> SUPPLIED TEXT
______

Mary DePillars is a retired senior vice president at Bank of America who mentored me throughout my career at the bank. She entered the banking business in the early 1970s in the management program as one of its first female African Americans – in an industry that wasn’t very welcoming to people who looked like her.
Mary paved the way for people like me to come along later. She always made it her mission to recruit others to the bank who, like me, could have a successful and rewarding career.
Tell us about an object you own that has great sentimental value.
It's my personalized license plates, which read BAYMAE. They honor my deceased mother and father by using their nicknames. People always ask me what it stands for.
My parents grew up in rural southern Virginia at a time, during the 1930s and '40s, when there were limited opportunities for poor African Americans, other than farming. They didn’t finish high school, and they got married at a very young age. But they always wanted better – and strived for better – for their five children. I’m the youngest of three girls and two boys.
We were very poor, but we didn’t know it as children because my parents provided an abundance of love and care for the five of us. I’m a first-generation college graduate, which made my parents extremely proud.
If you could spend a day with a historical or fictional character, who would it be?

______

> STUDY MATERIAL
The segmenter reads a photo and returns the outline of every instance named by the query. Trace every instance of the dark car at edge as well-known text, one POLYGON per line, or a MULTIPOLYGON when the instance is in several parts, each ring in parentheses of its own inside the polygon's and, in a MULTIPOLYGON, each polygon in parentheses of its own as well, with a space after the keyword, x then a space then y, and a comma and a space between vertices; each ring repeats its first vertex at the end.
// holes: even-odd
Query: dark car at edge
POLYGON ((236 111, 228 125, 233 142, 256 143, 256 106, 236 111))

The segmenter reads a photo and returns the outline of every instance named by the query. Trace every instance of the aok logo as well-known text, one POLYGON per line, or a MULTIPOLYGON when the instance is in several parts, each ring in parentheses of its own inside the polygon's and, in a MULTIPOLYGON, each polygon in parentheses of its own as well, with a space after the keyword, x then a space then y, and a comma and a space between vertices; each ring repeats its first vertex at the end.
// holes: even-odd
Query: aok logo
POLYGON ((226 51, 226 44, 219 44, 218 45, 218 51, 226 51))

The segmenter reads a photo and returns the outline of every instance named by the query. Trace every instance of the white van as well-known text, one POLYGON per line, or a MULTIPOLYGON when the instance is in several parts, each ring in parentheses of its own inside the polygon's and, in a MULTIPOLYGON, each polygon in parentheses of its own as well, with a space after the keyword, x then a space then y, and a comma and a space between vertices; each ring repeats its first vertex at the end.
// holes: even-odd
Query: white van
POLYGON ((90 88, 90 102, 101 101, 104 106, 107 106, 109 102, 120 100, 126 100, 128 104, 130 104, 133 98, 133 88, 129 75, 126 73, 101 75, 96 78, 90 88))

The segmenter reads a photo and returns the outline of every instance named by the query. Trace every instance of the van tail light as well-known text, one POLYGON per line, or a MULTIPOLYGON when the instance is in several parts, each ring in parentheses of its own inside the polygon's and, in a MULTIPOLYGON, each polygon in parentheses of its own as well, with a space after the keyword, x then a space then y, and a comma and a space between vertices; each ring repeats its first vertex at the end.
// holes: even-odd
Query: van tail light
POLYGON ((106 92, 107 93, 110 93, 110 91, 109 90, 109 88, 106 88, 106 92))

______

> USING THE INFORMATION
- 1) Set down the interview text between "Mary DePillars is" and "great sentimental value.", inclusive, word for word.
- 2) In the interview text, where did the speaker's parents grow up?

> RESULTS OF THE EXERCISE
- 1)
Mary DePillars is a retired senior vice president at Bank of America who mentored me throughout my career at the bank. She entered the banking business in the early 1970s in the management program as one of its first female African Americans – in an industry that wasn’t very welcoming to people who looked like her.
Mary paved the way for people like me to come along later. She always made it her mission to recruit others to the bank who, like me, could have a successful and rewarding career.
Tell us about an object you own that has great sentimental value.

- 2) They grew up in rural southern Virginia.